* **Exercise details**
Using the records below, copy every line that holds the string "white".
*** Information provided ***
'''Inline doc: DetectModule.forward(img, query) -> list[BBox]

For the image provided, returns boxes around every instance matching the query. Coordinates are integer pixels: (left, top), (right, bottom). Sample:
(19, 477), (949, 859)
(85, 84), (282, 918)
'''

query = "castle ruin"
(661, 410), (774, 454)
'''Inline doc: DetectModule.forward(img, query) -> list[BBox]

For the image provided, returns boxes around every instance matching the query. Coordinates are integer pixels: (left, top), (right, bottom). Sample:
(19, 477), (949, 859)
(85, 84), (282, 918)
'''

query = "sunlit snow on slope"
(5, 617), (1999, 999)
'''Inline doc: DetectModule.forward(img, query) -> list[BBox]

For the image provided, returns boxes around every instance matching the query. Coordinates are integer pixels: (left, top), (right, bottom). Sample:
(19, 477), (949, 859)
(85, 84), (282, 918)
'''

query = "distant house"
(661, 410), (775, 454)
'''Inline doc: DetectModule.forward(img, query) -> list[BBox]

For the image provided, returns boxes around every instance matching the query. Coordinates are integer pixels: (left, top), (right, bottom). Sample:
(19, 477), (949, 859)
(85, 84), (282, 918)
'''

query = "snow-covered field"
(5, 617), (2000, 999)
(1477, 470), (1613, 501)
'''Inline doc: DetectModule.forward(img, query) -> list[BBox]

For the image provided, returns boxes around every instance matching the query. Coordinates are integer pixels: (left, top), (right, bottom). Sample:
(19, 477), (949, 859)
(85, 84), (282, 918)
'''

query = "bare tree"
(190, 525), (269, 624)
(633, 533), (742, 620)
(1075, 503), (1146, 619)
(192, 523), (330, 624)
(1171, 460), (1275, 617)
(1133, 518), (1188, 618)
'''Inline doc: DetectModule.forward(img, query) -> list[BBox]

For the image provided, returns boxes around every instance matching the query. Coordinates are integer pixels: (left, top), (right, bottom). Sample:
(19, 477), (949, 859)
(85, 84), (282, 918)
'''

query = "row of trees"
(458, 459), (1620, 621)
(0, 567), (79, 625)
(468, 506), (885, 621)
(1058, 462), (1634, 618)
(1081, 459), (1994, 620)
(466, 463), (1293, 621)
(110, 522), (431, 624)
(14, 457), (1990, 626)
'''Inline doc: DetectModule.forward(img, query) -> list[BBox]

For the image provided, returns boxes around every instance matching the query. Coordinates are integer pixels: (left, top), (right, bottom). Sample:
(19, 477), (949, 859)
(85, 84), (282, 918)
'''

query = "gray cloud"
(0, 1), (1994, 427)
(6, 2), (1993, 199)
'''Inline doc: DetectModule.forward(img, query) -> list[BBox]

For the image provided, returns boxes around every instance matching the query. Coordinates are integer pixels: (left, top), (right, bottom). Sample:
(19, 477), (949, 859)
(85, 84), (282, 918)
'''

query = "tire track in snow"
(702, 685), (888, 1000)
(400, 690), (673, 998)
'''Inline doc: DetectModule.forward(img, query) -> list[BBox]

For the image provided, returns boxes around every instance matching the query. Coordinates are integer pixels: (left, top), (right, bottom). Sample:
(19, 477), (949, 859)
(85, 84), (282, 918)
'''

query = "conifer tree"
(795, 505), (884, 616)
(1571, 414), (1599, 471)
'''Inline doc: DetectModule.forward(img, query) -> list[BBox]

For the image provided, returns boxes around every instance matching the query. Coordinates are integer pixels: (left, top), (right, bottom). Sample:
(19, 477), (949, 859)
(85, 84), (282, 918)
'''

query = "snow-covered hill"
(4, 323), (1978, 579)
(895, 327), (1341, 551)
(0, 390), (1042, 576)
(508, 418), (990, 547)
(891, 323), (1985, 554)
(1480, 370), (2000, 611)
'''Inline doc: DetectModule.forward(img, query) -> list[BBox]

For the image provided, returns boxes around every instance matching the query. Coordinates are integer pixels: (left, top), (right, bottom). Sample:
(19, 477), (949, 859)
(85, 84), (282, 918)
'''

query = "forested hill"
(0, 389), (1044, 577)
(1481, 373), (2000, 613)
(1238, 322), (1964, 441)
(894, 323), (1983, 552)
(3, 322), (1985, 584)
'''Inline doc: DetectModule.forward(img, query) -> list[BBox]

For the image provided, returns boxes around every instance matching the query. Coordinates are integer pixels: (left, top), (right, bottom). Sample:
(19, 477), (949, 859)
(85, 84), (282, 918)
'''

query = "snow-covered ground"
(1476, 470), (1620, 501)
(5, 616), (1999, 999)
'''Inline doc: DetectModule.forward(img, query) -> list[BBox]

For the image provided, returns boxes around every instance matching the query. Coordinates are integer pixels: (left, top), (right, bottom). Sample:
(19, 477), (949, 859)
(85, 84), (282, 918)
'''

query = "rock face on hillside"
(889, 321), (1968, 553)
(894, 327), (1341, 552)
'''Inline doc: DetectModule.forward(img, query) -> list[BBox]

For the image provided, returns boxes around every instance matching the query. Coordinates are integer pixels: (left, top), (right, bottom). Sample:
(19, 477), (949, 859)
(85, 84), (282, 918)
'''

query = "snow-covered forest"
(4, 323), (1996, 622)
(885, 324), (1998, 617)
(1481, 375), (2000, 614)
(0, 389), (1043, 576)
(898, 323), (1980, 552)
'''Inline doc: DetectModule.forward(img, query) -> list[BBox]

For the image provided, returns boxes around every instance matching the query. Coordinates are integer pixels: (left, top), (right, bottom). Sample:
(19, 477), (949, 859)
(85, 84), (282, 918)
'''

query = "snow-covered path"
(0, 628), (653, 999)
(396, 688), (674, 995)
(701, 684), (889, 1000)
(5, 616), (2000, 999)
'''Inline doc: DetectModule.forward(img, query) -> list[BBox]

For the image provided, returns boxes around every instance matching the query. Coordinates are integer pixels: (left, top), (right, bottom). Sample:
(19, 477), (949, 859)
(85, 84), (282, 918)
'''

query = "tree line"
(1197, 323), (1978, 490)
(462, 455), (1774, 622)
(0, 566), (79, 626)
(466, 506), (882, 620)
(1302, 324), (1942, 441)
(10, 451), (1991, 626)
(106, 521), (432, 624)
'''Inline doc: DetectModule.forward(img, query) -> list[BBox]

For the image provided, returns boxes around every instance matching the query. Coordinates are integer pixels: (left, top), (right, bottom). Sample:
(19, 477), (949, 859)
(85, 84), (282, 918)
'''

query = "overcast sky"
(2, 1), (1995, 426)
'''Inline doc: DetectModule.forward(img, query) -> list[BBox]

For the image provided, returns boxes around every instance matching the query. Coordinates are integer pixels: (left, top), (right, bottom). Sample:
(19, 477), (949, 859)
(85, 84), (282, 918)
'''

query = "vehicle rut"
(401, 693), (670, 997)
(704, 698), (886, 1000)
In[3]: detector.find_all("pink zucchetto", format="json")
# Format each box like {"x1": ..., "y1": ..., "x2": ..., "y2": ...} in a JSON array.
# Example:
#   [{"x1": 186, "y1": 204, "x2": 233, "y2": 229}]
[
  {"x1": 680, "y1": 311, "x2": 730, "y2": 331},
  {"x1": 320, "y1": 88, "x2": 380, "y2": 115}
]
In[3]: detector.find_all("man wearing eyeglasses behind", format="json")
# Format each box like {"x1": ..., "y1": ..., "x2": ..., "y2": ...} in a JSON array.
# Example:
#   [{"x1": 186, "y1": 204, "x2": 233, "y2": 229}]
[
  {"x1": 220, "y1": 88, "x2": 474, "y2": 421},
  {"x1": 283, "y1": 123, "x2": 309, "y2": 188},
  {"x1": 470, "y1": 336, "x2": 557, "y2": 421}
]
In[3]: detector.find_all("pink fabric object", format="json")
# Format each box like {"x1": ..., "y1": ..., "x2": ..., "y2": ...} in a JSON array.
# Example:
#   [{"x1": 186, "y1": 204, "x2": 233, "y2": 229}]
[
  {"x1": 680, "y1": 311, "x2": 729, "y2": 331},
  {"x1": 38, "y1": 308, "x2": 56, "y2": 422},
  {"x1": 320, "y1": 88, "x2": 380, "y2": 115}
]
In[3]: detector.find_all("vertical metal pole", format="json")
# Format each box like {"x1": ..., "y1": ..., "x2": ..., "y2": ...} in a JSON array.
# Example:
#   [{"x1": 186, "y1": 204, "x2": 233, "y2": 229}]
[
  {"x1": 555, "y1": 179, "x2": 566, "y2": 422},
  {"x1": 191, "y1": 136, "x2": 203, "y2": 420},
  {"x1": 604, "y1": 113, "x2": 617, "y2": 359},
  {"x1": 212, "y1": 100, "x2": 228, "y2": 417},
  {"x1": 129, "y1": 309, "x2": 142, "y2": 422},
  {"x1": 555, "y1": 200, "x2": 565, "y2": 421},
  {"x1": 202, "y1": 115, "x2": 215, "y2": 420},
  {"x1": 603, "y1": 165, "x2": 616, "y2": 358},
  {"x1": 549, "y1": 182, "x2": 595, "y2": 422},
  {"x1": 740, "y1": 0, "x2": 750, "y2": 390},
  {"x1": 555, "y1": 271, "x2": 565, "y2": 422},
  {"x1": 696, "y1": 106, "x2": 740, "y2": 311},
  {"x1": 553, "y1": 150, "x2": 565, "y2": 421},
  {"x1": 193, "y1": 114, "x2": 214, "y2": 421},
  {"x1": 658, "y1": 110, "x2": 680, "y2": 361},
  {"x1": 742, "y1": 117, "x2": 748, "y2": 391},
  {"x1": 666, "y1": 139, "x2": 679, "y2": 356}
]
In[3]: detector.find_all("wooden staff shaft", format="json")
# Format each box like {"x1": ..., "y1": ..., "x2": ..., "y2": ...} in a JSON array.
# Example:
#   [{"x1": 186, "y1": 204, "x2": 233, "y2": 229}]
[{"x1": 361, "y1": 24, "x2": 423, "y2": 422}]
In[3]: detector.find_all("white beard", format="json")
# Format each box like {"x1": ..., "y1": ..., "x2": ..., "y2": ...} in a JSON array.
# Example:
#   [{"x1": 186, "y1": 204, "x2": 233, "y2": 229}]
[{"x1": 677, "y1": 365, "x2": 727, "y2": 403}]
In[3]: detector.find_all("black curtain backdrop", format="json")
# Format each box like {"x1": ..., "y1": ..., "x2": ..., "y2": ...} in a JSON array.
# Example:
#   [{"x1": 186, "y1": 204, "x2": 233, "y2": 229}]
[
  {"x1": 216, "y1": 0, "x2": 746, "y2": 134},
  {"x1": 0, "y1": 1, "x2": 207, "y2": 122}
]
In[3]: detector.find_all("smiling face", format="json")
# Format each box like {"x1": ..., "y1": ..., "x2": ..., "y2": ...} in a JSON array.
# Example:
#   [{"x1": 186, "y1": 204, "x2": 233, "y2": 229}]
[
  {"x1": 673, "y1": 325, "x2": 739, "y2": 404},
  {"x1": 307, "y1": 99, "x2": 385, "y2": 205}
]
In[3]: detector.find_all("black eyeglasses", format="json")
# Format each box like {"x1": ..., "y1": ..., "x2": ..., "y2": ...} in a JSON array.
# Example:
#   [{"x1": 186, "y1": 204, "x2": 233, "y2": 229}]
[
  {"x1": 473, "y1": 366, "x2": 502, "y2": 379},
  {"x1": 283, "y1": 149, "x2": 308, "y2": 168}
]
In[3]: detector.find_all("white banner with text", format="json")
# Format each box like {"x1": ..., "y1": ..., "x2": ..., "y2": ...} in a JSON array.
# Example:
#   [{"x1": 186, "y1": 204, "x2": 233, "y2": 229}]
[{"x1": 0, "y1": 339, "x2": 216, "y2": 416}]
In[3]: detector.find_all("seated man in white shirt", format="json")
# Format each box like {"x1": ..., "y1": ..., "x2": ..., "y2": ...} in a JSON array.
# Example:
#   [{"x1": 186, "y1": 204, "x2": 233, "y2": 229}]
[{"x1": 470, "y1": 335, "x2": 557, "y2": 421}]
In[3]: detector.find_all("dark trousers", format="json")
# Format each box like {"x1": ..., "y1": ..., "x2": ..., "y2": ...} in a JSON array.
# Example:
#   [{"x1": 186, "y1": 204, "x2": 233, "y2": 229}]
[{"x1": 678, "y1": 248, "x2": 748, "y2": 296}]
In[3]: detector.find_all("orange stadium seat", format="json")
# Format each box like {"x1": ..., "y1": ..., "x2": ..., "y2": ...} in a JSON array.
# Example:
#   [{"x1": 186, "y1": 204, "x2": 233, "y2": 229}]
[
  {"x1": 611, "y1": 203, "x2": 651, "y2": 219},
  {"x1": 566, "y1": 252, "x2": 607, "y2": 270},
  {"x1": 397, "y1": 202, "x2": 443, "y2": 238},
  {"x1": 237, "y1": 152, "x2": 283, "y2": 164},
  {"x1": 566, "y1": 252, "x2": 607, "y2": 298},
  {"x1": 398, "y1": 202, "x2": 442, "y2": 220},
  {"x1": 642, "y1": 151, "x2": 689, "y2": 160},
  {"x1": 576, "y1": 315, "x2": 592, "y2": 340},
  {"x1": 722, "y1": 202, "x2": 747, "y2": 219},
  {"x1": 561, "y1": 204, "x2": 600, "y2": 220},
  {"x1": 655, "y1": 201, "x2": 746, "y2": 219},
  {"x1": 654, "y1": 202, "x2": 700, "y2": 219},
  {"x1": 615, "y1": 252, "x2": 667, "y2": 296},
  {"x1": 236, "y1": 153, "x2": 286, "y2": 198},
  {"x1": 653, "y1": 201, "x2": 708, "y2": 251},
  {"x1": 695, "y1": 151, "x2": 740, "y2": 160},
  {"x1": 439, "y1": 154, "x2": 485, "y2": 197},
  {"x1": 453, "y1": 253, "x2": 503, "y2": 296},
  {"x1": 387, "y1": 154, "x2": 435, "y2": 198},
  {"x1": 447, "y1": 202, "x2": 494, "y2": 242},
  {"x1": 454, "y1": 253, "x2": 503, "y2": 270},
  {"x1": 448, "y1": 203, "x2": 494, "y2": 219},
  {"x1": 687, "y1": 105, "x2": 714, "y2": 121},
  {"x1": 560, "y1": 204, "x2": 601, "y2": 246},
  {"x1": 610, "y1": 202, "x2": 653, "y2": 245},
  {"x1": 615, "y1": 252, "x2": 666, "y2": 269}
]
*** End of Information provided ***
* **Output of the task**
In[3]: detector.find_all("white beard", format="json")
In[3]: detector.find_all("white banner with text", format="json")
In[3]: detector.find_all("seated man in white shirt", format="json")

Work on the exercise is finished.